[Extracted data entries]
►

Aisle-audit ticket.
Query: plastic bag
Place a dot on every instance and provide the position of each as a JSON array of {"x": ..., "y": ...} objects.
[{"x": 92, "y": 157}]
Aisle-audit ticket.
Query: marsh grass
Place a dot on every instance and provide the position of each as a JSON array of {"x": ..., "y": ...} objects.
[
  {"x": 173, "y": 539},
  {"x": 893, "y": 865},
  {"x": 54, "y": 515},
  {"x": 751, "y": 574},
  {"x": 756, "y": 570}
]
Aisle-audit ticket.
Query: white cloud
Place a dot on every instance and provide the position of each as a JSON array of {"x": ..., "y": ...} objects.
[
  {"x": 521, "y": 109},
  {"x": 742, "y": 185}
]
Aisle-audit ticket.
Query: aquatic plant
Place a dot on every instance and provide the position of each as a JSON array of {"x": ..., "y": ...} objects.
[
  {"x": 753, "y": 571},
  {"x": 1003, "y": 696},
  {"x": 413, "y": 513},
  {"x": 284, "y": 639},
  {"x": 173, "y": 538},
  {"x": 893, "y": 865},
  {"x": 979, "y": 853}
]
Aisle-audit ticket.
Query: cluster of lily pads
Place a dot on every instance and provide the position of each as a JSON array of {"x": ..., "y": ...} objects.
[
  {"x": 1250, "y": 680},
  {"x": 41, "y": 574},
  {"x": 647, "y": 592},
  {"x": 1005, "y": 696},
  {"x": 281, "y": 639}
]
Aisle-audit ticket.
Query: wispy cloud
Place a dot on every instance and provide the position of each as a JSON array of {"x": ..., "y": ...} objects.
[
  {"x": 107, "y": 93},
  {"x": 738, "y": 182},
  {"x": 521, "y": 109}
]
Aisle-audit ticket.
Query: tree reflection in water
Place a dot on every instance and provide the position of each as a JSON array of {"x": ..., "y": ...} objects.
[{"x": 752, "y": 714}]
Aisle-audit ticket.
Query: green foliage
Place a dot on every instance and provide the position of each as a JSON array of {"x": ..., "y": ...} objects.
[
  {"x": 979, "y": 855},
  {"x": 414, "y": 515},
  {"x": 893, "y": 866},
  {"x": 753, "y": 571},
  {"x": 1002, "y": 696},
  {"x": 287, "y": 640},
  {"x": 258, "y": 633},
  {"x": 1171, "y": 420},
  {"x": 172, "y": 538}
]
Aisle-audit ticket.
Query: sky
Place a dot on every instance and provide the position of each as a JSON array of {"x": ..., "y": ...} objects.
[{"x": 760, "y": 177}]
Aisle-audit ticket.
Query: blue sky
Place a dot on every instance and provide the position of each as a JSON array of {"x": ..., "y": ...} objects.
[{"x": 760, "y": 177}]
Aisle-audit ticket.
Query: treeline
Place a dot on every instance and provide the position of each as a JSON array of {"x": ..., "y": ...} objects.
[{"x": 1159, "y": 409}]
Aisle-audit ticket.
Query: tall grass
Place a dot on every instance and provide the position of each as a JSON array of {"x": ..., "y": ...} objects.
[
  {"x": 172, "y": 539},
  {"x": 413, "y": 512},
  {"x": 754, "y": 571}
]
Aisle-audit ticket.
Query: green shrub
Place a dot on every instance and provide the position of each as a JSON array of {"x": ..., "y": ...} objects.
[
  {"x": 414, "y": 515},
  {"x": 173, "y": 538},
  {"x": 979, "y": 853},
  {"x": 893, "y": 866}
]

◄

• Task objective:
This exercise asks for every line of the records to be repeated exactly.

• Solution to the exercise:
Aisle-audit ticket.
Query: plastic bag
Place a dot on every instance and provide the position of each as a JSON array of {"x": ..., "y": ...} objects.
[{"x": 92, "y": 157}]
Aisle-audit ticket.
Query: marsh grass
Place a dot on every instance and provide the position of each as a JSON array of {"x": ..., "y": ...} objects.
[
  {"x": 173, "y": 539},
  {"x": 893, "y": 865},
  {"x": 54, "y": 515},
  {"x": 751, "y": 574},
  {"x": 756, "y": 570}
]
Aisle-audit ticket.
Query: white cloud
Place a dot on every instance and provide the position of each as a JSON array of {"x": ..., "y": ...} objects.
[
  {"x": 521, "y": 109},
  {"x": 742, "y": 185}
]
Aisle-audit ticket.
Query: aquatic plant
Place a dot on every instance and provide the position of each as a JSON array of {"x": ..., "y": ...} objects.
[
  {"x": 753, "y": 571},
  {"x": 1003, "y": 696},
  {"x": 413, "y": 513},
  {"x": 284, "y": 639},
  {"x": 173, "y": 538},
  {"x": 893, "y": 865},
  {"x": 979, "y": 853}
]
Aisle-audit ticket.
Query: cluster of lily pads
Place a dot on every instance and provide the position of each as a JSON array of {"x": ..., "y": ...} objects.
[
  {"x": 1250, "y": 680},
  {"x": 41, "y": 574},
  {"x": 647, "y": 592},
  {"x": 1005, "y": 696},
  {"x": 281, "y": 639}
]
Aisle-audit ticket.
Query: wispy cloud
Place a dot on every instance and provide the position of each as a JSON array of {"x": ..., "y": ...} objects.
[
  {"x": 107, "y": 93},
  {"x": 738, "y": 182},
  {"x": 521, "y": 109}
]
Aisle-audit ticket.
Query: tree reflection in water
Place a dot on every instance and provide the position of each as a JSON array of {"x": ..., "y": ...} objects.
[{"x": 752, "y": 714}]
Aisle-audit ticket.
Query: green foliage
Place a dot on every instance and provide the position of each as a JSON array of {"x": ..., "y": ...} objects.
[
  {"x": 979, "y": 855},
  {"x": 414, "y": 515},
  {"x": 893, "y": 866},
  {"x": 753, "y": 571},
  {"x": 1002, "y": 696},
  {"x": 287, "y": 640},
  {"x": 258, "y": 633},
  {"x": 1171, "y": 420},
  {"x": 172, "y": 538}
]
Aisle-audit ticket.
Query: sky
Place a dot on every instance and provide the position of each as a JSON array of {"x": ..., "y": ...} objects.
[{"x": 760, "y": 177}]
Aisle-audit ticket.
Query: blue sky
Place a dot on every instance and provide the position of each as a JSON array of {"x": ..., "y": ...} objects.
[{"x": 760, "y": 177}]
Aisle-audit ticket.
Query: treeline
Place a dot on every instance and provide the position of each as a JSON array of {"x": ..., "y": ...} objects.
[{"x": 1159, "y": 409}]
Aisle-audit ticket.
Query: tall grass
Place a dot on every instance and provide the position of each as a JSON array of {"x": ..., "y": ...} objects.
[
  {"x": 172, "y": 539},
  {"x": 413, "y": 512},
  {"x": 754, "y": 571}
]
Aisle-audit ticket.
Query: green shrub
Place a dot on every instance and provide the position of each as a JSON array of {"x": ..., "y": ...} objects.
[
  {"x": 414, "y": 515},
  {"x": 173, "y": 538},
  {"x": 979, "y": 853},
  {"x": 893, "y": 866}
]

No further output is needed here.